_EXTRACTED TEXT_
10

I have a largish (32k commits) git repository in which I need to rewrite history in one branch to remove a bunch of large files as described by a .gitattributes file. This branch is entirely local and has never hit a remote (in fact our remote is rejecting it because of the large files in history).

I know that the following command will go through the history of the branch and remove all .dll files:

$ git lfs migrate import --include='*.dll'

but since the .gitattributes file exists and is rather extensive, is there a command that simply replays the work that would have been done to pointer-ize those files, if the .gitattributes file had existed back when the branch was created?

Adam Smith
  • 52,157
  • 12
  • 73
  • 112
  • The use case here is a migration of a mature code base from a CVCS to Git. We've imported all the commits in history (a process that took ~20hrs) but failed to create a `.gitattributes` before doing so. – Adam Smith Sep 30 '19 at 07:40
  • There's a repo-local `.git/info/attributes` file that applies every time, I don't know whether lfs's `--fixup` honors it but I think it should do that. – jthill Jun 21 '20 at 20:21

1 Answers1

3

I would first insert the correct .gitattributes at the beginning of the branch (using git rebase for example) :

*--*--x--*--*--*--*--* <- master
       \
        *--*--*--*--*--*--a--* <- my/branch
                          ^
                          commit with updated .gitattributes

# with the commits identified as above, from branch my/branch, run :
$ git rebase -i x
   ...
   # in the opened editor, move commit 'a' at the beginning of the list
   # save & close

# you should obtain :
*--*--x--*--*--*--*--* <- master
       \
        a'--*--*--*--*--*--*--* <- my/branch (rewritten)
        ^
      rewritten commit

After that :

You can use git filter-branch --tree-filter to have git replay the commits one after another, and apply the filters described in .gitattributes :

# first arg is the name of a script to execute on each commit
#   you have nothing to edit : just use 'true' as an action
#   the only action you expect is that git applies the filters
#   when re-staging files for each individual commit

git filter-branch --tree-filter true a'..my/branch

You may want to add the --prune-empty option, or you can remove the empty commits after the rewriting, using once again git rebase -i for example.

LeGEC
  • 46,477
  • 5
  • 57
  • 104

_TO DO_
Reproduce the passage of the Git LFS history-rewrite thread word for word, starting at "I have a largish" and ending at "files in history).".

_DATA RECORDS_
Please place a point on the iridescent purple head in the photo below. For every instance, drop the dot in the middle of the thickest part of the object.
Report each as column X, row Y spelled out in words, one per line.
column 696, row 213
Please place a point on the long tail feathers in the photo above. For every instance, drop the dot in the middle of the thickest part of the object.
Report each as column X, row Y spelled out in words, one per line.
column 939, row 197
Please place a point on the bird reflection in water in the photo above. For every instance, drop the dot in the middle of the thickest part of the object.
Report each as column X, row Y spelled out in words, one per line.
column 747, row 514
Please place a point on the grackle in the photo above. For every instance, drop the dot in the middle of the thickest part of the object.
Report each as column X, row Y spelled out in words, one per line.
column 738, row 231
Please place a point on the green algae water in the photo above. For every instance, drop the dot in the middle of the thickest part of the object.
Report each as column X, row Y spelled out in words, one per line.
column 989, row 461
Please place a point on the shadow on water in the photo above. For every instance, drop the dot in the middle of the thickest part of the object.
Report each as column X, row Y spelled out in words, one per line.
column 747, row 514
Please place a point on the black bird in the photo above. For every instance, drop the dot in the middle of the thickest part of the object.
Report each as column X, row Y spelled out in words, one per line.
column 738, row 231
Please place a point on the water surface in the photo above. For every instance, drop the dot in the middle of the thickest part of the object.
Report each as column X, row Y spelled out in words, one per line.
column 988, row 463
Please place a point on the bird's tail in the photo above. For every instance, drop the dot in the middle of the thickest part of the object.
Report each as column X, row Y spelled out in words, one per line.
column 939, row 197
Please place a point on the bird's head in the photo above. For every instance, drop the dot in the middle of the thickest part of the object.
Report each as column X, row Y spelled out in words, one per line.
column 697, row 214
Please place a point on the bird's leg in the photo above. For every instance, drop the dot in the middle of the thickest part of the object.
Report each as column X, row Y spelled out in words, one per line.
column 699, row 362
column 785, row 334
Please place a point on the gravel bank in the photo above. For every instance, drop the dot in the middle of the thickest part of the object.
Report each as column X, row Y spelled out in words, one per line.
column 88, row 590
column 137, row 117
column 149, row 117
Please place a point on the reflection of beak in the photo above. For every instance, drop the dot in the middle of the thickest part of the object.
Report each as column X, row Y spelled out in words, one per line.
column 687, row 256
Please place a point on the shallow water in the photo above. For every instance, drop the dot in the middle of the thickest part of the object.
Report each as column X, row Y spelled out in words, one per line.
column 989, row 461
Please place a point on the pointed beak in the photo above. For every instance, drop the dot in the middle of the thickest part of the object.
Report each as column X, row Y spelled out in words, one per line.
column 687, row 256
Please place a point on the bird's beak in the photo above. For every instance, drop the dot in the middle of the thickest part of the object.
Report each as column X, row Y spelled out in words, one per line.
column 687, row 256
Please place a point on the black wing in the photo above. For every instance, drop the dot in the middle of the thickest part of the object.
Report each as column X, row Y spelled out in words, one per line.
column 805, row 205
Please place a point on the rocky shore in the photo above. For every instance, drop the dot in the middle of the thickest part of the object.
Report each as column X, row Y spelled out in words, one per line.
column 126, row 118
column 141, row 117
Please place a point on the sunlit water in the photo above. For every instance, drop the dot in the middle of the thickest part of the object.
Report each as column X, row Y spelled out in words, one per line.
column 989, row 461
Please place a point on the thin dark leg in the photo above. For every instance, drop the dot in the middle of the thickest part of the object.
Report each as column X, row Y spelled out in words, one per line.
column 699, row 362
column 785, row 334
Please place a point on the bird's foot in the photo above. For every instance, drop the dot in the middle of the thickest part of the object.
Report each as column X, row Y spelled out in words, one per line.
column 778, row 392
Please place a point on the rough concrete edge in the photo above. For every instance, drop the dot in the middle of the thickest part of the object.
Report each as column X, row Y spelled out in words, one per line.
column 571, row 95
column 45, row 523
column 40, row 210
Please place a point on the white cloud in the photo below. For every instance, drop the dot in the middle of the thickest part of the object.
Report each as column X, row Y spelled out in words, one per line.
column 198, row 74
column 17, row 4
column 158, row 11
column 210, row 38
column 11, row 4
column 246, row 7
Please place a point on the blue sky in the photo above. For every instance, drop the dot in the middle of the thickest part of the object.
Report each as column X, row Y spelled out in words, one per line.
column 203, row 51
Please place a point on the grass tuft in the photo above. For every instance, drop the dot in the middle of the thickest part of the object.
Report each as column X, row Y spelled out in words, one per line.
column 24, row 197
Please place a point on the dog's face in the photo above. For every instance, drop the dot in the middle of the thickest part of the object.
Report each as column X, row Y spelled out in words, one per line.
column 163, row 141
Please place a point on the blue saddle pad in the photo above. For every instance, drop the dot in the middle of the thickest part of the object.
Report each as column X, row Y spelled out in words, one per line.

_SOLUTION TO THIS PROBLEM_
I have a largish (32k commits) git repository in which I need to rewrite history in one branch to remove a bunch of large files as described by a .gitattributes file. This branch is entirely local and has never hit a remote (in fact our remote is rejecting it because of the large files in history).